» TUGAS A
Salin ulang baris-baris entri mulai dari baris yang memuat "Every metal roof" hingga baris yang memuat "[1065,202,1119,235]", termasuk kedua baris tersebut, tanpa mengubah apa pun.

» SUMBER

++++++

Kemudian, saat SMP dan SMA, ia merasa lebih percaya diri dan tak mempedulikan omongan orang lain “Ejekan dan perundungan sudah jadi makanan saya sehari-hari. Sering dibilang kayak banci, kayak perempuan, kayak bencong, dan sebagainya,” ujarnya.
Saat kuliah, kata Ami, perundungan, tidak secara langsung mengejek di depannya, tetapi tertawa meledek di belakang. Meski sudah bersikap cuek, Ami kadang masih merasa baper atau terbawa perasaan, terutama bila melihat orang tertawa mengejeknya di belakang.Namun Ami bukan tak belajar untuk melewati hal-hal yang membuatnya sakit hati diperlakukan kurang menyenangkan seperti itu. Ia sering sekali menonton video, tentang pengalaman orang-orang yang memiliki ekspresi seperti dirinya. “Ya mereka ngga tahu perjuangan aku sampai seperti itu,” kata Ami.
Menurut Ami, banyaknya teman laki-lakinya yang takut atau menjauhinya. Ini membuat Ami, kemudian memilih berteman dengan perempuan meski ia terbuka berteman dengan laki-laki. Ia menduga para laki-laki tersebut, takut diapa-apakah oleh dirinya. Padahal ia tidak memiliki keinginan untuk mencintai laki-laki. “Mungkin mereka takut aja karena feminin itu dicap suka sesama jenis,” tutur Ami.
Oleh karena itu, Ami berharap orang-orang bisa terbuka dengan laki-laki dengan ekspresi gender feminin. Baginya Laki-laki feminin tidak selalu identik dengan penyuka sesama jenis. Sehingga laki-laki tidak perlu menjauh atau memiliki pikiran negatif terlebih dahulu. “Saya berharap, orang-orang tidak menilai laki-laki dengan ekspresi gender feminin, tanpa terlebih dahulu mengenalnya,” ujarnya.
Mereka di mata teman laki-laki
Mereka yang berekspresi feminin menganggap teman laki-lakinya menjauhinya. Mereka dilabeli dengan berbagai stigma. Sebagian dari mahasiswa laki-laki mengatakan tak keberatan tetapi mereka mempersyaratkan sesuatu. Beberapa mahasiswa memberikan tanggapan atas ekspresi feminin beberapa temannya di sekitar kampus.

++++++

Data Tercatat:
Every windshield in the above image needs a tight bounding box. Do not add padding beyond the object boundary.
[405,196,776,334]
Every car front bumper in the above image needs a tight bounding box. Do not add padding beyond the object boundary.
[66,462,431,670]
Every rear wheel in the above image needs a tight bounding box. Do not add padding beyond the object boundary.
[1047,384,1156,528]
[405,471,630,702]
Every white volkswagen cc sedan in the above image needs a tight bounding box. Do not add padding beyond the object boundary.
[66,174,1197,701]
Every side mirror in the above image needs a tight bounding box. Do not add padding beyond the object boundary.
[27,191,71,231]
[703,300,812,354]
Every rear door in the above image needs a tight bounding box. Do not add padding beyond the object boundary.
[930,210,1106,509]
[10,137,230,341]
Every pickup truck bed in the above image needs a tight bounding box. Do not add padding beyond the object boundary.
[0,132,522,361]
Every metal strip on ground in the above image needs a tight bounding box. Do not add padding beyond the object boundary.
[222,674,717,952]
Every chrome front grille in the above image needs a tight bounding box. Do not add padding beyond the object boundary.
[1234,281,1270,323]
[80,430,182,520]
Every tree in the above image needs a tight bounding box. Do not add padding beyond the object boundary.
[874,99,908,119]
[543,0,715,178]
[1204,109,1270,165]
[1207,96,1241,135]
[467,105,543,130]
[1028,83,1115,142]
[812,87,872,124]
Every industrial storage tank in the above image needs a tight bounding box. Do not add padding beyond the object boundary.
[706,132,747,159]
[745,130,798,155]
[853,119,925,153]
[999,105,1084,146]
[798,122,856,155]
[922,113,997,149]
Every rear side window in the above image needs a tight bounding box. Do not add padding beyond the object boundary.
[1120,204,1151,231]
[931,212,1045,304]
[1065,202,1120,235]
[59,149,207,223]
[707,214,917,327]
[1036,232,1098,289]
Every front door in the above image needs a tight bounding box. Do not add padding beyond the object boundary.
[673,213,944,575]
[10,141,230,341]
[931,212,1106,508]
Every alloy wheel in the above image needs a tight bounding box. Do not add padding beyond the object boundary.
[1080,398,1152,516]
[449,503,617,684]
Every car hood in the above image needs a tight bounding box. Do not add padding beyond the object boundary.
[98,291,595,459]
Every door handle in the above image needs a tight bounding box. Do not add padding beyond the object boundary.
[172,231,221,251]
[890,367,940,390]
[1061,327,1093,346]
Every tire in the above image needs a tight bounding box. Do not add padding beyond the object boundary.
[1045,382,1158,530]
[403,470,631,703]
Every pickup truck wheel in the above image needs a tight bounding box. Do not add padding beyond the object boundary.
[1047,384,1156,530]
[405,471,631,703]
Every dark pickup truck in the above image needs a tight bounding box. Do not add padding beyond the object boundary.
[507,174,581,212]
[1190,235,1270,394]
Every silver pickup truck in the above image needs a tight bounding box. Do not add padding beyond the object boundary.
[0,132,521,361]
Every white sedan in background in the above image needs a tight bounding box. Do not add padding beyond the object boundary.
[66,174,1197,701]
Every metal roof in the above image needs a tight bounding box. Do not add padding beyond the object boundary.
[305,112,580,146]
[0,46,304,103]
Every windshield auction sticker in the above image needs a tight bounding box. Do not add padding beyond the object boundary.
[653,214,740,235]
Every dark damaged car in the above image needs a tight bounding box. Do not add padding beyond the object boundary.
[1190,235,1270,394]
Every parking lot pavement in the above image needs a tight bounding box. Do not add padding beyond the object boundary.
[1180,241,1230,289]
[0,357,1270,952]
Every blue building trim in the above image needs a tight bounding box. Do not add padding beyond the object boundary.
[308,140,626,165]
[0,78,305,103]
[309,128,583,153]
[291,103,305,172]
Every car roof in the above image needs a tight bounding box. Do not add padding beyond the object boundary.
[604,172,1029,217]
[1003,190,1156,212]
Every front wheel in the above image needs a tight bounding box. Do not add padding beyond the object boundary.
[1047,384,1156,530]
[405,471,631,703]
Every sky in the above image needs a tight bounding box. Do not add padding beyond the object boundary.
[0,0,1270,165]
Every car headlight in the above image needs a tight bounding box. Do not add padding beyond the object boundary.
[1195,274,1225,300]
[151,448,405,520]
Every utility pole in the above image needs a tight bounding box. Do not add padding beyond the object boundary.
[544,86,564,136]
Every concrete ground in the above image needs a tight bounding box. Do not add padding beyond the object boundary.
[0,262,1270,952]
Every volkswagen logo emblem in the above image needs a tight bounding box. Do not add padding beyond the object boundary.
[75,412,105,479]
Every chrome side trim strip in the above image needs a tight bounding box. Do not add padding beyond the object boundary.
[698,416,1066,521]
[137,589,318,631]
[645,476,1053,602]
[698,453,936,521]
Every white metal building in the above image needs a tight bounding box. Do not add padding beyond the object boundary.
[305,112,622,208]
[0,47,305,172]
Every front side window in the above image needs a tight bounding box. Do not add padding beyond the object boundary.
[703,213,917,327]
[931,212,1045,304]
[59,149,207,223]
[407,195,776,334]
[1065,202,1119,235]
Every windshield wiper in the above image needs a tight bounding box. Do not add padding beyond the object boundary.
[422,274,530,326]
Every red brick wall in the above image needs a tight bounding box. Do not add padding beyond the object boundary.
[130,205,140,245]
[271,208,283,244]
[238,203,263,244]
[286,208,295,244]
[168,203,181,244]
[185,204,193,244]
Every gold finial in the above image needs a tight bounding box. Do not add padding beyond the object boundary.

++++++

» TUGAS B
Ringkaslah teks tentang ekspresi gender feminin di atas dalam dua kalimat.

» HASIL TUGAS A
Every metal roof in the above image needs a tight bounding box. Do not add padding beyond the object boundary.
[305,112,580,146]
[0,46,304,103]
Every windshield auction sticker in the above image needs a tight bounding box. Do not add padding beyond the object boundary.
[653,214,740,235]
Every dark damaged car in the above image needs a tight bounding box. Do not add padding beyond the object boundary.
[1190,235,1270,394]
Every parking lot pavement in the above image needs a tight bounding box. Do not add padding beyond the object boundary.
[1180,241,1230,289]
[0,357,1270,952]
Every blue building trim in the above image needs a tight bounding box. Do not add padding beyond the object boundary.
[308,140,626,165]
[0,78,305,103]
[309,128,583,153]
[291,103,305,172]
Every car roof in the above image needs a tight bounding box. Do not add padding beyond the object boundary.
[604,172,1029,217]
[1003,190,1156,212]
Every front wheel in the above image needs a tight bounding box. Do not add padding beyond the object boundary.
[1047,384,1156,530]
[405,471,631,703]
Every sky in the above image needs a tight bounding box. Do not add padding beyond the object boundary.
[0,0,1270,165]
Every car headlight in the above image needs a tight bounding box. Do not add padding beyond the object boundary.
[1195,274,1225,300]
[151,448,405,520]
Every utility pole in the above image needs a tight bounding box. Do not add padding beyond the object boundary.
[544,86,564,136]
Every concrete ground in the above image needs a tight bounding box. Do not add padding beyond the object boundary.
[0,262,1270,952]
Every volkswagen logo emblem in the above image needs a tight bounding box. Do not add padding beyond the object boundary.
[75,412,105,479]
Every chrome side trim strip in the above image needs a tight bounding box. Do not add padding beyond the object boundary.
[698,416,1066,521]
[137,589,318,631]
[645,476,1053,602]
[698,453,936,521]
Every white metal building in the above image needs a tight bounding box. Do not add padding beyond the object boundary.
[305,112,622,208]
[0,47,305,172]
Every front side window in the above image needs a tight bounding box. Do not add padding beyond the object boundary.
[703,213,917,327]
[931,212,1045,304]
[59,149,207,223]
[407,195,776,334]
[1065,202,1119,235]

» HASIL TUGAS B
Ami mengalami ejekan dan perundungan saat SMP, SMA, hingga kuliah, dan karena banyak teman laki-laki menjauhinya, Ami memilih berteman dengan perempuan. Ami berharap orang-orang tidak menilai laki-laki dengan ekspresi gender feminin tanpa mengenalnya terlebih dahulu, sebab laki-laki feminin tidak selalu identik dengan penyuka sesama jenis.